→ **YOUR OBJECTIVE**:
Locate each line of the material that contains "building", then return it.

→ **TASK DATA**:
== Segment start ==
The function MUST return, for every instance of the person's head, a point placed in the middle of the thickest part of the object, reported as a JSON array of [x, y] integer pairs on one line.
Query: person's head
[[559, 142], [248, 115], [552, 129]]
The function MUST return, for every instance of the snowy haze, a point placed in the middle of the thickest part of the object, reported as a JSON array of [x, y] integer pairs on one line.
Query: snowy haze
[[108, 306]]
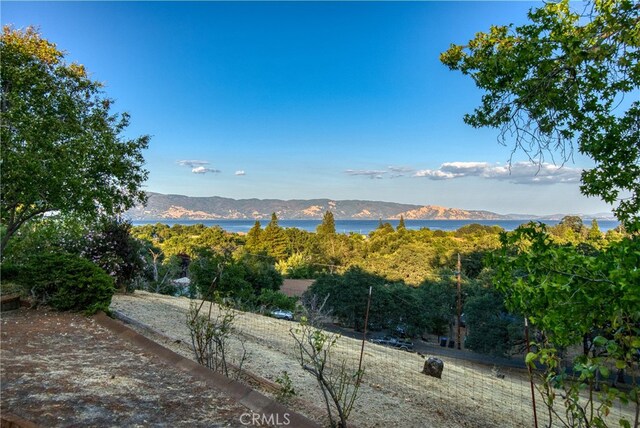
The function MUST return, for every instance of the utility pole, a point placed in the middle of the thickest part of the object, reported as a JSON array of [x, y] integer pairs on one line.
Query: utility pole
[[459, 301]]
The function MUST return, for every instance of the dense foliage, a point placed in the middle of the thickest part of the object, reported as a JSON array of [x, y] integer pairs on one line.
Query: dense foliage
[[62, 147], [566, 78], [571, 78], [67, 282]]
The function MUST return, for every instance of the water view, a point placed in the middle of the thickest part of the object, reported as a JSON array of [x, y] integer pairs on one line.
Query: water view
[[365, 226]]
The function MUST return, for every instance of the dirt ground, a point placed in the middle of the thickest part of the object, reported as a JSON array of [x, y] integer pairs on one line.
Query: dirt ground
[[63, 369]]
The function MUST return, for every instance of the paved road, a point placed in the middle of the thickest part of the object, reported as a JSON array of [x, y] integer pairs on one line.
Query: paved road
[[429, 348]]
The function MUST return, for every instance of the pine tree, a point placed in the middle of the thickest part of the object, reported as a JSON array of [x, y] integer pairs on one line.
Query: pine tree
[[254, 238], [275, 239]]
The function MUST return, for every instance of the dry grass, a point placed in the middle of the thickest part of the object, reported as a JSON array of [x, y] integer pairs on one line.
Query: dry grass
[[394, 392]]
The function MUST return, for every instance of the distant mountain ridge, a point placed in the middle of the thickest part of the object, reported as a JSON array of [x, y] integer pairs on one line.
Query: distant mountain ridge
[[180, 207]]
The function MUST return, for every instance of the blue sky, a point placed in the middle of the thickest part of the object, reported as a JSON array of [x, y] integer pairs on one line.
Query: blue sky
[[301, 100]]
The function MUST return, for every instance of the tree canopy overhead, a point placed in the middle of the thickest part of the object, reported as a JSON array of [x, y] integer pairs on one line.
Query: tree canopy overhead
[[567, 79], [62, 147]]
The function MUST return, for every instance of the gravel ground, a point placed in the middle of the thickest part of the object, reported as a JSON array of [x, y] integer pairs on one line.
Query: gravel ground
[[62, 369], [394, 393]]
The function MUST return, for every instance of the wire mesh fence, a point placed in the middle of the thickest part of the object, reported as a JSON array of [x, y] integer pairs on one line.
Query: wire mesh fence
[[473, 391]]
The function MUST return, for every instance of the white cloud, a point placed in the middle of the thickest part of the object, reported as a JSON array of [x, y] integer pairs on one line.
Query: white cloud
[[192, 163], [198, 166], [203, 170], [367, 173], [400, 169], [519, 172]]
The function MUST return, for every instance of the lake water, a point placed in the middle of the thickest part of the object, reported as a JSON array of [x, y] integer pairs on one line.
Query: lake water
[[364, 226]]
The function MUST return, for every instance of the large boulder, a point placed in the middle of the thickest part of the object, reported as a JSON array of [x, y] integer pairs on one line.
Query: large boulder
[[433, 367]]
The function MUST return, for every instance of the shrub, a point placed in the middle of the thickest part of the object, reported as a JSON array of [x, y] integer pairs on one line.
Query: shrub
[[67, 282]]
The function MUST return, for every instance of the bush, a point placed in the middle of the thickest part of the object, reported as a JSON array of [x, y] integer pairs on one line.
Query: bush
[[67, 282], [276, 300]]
== Segment end ==
== Segment start ==
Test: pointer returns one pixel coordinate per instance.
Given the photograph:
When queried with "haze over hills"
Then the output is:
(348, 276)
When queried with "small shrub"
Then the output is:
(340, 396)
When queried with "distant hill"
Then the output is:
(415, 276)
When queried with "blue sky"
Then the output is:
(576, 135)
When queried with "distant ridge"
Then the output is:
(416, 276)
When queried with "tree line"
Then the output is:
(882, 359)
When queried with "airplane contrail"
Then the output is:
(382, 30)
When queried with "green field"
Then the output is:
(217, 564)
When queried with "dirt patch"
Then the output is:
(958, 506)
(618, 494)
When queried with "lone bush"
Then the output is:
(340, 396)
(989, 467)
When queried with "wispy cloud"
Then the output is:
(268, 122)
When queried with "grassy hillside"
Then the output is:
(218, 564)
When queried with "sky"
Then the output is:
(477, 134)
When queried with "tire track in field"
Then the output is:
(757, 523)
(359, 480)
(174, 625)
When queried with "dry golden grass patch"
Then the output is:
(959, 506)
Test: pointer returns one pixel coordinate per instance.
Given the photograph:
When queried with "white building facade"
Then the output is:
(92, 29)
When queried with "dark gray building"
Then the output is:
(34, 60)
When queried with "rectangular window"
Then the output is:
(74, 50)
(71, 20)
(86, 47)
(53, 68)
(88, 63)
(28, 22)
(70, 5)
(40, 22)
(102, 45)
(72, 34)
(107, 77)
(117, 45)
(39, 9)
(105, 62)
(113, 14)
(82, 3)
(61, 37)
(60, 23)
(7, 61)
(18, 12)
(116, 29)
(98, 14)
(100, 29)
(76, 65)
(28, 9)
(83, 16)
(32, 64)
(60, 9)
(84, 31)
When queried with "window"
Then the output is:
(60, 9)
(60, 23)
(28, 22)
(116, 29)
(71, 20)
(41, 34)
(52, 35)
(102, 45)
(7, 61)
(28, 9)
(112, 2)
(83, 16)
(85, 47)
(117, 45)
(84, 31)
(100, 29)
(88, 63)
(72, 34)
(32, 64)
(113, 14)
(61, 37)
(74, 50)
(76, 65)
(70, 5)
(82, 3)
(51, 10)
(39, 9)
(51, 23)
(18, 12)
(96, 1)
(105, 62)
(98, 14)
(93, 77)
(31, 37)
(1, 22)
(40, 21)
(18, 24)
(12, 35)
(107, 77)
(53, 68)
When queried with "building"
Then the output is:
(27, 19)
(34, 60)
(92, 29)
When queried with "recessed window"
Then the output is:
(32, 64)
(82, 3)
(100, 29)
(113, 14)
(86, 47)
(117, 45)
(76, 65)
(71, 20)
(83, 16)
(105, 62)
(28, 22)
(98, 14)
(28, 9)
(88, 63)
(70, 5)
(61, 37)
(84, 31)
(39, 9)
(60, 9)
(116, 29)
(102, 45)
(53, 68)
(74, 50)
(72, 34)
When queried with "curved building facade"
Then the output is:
== Segment end ==
== Segment start ==
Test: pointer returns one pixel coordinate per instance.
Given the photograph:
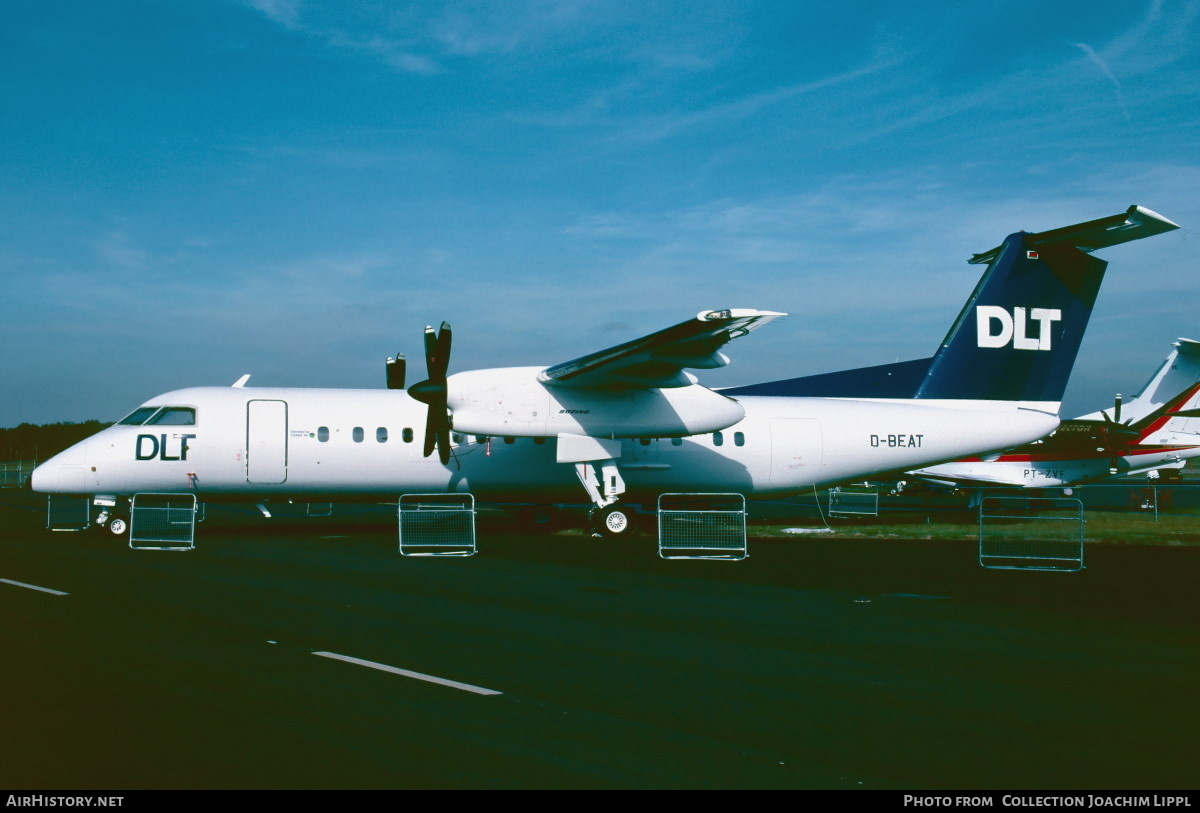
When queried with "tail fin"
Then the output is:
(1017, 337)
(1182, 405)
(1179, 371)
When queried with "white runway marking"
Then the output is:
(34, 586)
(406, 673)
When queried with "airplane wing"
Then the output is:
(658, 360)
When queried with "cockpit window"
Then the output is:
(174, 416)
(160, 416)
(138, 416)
== Segment end ==
→ **RESPONSE**:
When queried with "white building facade"
When queried with "dark gray building"
When queried with "building"
When queried with "curved building facade"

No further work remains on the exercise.